YOUR INSTRUCTIONS - Rewrite the rows from the line containing "Please trace the outline of every instance of the overhead" through the line containing "M 134 77 L 142", changing "overhead light fixture" to "ceiling lamp" and leaving everything else as it is.

DATA TO PROCESS -

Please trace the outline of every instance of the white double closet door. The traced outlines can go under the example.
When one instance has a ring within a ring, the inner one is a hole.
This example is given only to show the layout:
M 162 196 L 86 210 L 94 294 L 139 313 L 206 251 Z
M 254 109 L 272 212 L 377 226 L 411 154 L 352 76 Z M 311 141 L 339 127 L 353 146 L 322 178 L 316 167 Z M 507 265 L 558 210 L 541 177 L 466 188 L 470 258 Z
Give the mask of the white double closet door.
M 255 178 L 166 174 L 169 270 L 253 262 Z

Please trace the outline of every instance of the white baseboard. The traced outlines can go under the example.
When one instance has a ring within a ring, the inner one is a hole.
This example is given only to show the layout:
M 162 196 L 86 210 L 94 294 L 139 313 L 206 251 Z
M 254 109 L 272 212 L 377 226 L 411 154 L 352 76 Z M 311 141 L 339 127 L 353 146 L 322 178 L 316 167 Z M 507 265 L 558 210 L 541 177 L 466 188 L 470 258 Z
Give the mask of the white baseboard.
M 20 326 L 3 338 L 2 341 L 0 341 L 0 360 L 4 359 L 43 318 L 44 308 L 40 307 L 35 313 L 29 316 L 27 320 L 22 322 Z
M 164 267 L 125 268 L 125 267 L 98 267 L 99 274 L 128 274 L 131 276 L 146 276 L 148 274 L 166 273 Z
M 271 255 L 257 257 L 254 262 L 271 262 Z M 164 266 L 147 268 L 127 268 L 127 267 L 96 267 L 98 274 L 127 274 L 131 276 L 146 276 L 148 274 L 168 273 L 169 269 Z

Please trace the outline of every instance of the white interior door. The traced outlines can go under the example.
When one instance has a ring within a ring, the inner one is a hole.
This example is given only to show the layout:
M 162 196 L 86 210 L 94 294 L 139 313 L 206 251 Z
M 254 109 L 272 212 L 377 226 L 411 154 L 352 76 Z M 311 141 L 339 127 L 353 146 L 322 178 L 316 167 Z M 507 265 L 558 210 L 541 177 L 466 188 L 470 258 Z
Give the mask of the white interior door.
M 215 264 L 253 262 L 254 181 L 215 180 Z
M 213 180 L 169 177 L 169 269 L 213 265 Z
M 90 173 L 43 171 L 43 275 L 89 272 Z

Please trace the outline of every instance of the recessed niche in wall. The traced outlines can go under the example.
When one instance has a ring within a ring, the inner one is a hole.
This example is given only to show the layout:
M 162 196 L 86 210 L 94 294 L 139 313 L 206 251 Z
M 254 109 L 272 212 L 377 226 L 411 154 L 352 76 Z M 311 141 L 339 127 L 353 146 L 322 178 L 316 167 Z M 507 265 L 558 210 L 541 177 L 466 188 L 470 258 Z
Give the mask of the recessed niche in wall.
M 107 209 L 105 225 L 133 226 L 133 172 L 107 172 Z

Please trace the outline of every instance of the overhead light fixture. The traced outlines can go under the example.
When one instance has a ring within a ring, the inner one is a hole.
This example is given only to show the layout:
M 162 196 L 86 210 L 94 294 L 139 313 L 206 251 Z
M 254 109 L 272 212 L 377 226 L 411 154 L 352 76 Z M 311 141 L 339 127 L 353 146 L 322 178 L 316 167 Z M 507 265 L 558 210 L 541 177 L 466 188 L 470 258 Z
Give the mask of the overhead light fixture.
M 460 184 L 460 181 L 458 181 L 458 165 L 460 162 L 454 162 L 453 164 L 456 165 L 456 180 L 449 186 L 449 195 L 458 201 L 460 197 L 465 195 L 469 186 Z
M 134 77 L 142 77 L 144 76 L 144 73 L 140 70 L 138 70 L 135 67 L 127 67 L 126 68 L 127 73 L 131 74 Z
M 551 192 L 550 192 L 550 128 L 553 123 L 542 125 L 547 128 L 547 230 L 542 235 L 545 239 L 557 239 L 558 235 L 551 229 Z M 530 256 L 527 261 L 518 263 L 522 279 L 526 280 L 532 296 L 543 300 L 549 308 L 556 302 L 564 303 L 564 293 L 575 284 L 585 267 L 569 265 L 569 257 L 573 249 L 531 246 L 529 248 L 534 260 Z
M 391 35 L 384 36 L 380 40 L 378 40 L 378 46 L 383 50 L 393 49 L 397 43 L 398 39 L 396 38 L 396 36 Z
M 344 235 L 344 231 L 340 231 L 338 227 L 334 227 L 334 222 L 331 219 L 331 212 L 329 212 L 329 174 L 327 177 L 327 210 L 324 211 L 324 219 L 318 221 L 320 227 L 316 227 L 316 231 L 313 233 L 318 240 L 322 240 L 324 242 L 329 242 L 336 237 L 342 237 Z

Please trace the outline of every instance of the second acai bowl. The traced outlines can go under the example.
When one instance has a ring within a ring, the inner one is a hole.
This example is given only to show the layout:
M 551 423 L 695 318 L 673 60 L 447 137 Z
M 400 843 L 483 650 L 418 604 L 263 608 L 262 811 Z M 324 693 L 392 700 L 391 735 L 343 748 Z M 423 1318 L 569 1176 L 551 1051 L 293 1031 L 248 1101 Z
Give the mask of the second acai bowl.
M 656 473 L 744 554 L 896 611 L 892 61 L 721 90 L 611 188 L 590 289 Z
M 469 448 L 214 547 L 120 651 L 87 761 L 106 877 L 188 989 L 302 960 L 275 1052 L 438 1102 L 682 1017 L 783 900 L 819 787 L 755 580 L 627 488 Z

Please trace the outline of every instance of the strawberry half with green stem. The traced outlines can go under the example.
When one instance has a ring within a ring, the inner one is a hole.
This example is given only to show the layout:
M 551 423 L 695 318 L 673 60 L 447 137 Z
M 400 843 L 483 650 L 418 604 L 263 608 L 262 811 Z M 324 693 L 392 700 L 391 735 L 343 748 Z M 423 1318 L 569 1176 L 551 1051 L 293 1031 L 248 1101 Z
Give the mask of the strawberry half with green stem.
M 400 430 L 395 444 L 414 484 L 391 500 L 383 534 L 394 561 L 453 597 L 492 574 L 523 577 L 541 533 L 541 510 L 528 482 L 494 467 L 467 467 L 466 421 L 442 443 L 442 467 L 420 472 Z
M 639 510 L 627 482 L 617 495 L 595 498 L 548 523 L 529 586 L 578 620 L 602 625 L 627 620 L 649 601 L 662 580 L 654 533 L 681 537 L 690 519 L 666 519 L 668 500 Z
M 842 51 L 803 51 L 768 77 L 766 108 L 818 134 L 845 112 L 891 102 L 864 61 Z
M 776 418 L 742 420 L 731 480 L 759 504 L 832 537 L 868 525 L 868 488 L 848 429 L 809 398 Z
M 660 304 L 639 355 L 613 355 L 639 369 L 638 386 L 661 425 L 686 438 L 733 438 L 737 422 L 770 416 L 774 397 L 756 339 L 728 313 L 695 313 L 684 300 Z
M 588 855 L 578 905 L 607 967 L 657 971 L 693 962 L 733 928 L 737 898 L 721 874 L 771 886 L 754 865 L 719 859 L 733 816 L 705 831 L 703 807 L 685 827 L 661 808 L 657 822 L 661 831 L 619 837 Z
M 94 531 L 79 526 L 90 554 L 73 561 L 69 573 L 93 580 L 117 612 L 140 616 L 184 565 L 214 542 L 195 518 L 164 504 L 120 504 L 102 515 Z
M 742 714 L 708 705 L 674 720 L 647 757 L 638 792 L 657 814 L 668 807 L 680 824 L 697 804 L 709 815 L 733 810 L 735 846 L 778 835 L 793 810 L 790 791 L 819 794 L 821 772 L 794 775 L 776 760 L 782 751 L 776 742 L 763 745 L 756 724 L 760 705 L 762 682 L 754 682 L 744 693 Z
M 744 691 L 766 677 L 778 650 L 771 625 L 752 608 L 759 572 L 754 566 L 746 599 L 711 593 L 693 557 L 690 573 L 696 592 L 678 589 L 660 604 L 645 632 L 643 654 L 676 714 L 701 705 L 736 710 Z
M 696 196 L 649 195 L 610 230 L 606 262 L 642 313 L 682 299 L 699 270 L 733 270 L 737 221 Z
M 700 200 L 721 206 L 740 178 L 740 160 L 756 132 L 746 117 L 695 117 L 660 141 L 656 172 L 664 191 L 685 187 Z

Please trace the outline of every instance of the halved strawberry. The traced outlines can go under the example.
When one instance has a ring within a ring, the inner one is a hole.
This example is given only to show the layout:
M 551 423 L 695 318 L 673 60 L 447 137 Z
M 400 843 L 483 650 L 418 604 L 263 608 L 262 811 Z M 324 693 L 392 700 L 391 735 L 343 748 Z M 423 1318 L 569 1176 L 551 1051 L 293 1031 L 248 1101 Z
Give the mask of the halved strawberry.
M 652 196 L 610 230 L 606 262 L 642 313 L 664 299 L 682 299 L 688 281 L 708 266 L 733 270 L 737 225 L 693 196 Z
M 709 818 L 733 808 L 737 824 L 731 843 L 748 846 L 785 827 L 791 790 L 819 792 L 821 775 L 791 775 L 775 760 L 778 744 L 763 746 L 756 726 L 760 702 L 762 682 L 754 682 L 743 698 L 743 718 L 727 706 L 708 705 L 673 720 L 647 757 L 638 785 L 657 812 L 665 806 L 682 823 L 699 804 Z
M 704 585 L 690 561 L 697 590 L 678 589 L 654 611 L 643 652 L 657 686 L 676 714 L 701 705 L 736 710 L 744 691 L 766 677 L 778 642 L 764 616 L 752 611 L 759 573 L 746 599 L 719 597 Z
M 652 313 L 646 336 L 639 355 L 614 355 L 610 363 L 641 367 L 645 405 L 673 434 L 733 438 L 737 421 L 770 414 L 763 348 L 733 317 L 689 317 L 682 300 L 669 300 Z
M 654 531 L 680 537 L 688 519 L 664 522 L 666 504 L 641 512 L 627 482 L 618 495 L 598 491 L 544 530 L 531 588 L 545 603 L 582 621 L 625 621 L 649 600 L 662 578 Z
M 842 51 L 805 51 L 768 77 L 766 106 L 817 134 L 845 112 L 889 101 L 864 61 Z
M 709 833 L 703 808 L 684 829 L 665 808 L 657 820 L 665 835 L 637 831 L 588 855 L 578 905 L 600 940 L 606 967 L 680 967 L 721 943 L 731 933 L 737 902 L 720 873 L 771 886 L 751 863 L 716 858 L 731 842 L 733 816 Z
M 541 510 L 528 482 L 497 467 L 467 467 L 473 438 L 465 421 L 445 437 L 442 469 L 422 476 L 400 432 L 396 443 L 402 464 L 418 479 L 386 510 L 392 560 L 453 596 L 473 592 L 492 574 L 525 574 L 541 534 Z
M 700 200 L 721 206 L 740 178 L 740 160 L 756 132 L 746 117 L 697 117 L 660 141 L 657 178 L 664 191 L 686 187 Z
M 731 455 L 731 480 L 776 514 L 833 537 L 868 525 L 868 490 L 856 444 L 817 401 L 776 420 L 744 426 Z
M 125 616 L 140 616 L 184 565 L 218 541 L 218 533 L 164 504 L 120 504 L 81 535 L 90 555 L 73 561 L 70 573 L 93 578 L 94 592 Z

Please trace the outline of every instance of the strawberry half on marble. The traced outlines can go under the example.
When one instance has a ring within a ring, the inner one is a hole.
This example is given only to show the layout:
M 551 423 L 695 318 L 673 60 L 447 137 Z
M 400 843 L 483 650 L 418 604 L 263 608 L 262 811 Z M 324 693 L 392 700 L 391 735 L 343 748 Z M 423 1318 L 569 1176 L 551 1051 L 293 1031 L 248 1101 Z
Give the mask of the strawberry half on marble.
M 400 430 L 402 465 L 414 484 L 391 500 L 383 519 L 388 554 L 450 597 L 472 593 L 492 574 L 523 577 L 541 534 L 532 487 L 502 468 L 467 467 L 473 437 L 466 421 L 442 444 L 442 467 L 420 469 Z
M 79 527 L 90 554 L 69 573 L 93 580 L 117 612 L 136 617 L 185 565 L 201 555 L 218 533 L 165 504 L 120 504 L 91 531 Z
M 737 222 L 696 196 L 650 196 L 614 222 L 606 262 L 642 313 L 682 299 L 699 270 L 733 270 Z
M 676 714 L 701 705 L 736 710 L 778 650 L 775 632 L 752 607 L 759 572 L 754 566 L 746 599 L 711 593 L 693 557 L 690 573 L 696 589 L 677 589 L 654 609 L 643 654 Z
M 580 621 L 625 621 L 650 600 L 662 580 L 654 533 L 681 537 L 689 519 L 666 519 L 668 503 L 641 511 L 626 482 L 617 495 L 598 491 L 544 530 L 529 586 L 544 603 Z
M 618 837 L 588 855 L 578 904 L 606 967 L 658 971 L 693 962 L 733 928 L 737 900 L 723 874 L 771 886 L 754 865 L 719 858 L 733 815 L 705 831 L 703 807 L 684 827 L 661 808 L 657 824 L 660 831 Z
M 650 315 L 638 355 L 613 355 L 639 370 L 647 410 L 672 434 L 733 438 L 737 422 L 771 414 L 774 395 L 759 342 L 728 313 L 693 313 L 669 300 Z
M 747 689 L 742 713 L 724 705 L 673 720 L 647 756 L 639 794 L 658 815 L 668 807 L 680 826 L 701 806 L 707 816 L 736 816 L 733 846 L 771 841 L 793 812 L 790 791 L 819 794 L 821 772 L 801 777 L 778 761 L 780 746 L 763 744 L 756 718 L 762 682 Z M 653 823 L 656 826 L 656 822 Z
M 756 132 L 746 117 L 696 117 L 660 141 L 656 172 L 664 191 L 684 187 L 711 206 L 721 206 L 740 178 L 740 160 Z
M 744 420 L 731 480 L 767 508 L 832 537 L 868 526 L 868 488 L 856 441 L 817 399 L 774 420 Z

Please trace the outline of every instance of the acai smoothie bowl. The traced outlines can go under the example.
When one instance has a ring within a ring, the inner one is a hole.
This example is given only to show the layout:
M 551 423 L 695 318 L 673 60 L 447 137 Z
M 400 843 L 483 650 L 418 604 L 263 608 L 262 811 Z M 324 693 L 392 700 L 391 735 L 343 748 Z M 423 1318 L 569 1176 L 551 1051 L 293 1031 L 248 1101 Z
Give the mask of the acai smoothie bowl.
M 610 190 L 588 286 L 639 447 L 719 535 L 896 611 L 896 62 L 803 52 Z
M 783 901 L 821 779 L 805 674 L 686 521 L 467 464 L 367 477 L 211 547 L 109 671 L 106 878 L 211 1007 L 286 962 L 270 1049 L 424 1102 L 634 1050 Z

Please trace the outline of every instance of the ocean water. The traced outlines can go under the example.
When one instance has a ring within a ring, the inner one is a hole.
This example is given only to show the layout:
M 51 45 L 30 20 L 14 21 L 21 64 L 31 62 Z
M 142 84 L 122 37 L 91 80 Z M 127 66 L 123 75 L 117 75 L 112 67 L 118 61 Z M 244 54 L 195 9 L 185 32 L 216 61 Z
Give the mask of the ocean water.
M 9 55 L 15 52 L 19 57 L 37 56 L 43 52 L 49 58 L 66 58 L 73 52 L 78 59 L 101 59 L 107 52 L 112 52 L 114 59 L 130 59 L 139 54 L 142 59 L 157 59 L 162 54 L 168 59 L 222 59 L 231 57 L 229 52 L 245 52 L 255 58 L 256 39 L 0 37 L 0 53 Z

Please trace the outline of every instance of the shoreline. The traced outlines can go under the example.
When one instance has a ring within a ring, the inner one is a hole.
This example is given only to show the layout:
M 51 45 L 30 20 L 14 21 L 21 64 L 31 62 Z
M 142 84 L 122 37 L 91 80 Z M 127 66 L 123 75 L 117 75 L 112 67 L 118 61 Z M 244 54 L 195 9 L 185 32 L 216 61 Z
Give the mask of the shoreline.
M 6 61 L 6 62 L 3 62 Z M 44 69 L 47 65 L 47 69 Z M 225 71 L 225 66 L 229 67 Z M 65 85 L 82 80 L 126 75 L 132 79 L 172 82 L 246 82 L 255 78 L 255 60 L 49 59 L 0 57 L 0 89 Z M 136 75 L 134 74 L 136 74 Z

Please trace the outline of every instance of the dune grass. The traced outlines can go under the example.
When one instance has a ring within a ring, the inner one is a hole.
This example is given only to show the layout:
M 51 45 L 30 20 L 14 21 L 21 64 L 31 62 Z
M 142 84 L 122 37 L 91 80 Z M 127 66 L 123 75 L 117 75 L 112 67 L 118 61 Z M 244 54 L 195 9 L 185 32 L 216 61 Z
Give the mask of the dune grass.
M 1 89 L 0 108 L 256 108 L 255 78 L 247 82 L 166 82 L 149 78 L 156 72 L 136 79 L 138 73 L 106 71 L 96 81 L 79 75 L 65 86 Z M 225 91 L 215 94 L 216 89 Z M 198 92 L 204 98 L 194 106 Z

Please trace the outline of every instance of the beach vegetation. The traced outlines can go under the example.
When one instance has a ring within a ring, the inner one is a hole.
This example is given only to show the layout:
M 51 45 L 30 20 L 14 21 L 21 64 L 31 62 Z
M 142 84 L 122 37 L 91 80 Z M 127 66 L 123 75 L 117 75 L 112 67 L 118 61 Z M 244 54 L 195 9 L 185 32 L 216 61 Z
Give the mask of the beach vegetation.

CORRECT RESULT -
Please trace the outline of every instance of the ceiling lamp. The traced outlines can go under the example.
When one instance has a ring within a ring, the inner one is a hole.
This example is given only to show the layout:
M 162 196 L 86 210 L 94 294 L 139 313 L 206 251 Z
M 254 109 L 272 212 L 377 226 L 411 154 L 352 76 Z M 311 141 L 339 127 L 353 146 L 322 178 L 316 167 Z M 507 265 L 558 210 L 541 177 L 466 188 L 470 258 Z
Give the mask of the ceiling lamp.
M 460 184 L 460 181 L 458 181 L 458 165 L 460 162 L 454 162 L 453 164 L 456 165 L 456 180 L 449 186 L 449 195 L 458 201 L 460 197 L 465 195 L 469 186 Z
M 134 77 L 142 77 L 144 76 L 144 73 L 140 70 L 138 70 L 135 67 L 127 67 L 126 68 L 127 73 L 131 74 Z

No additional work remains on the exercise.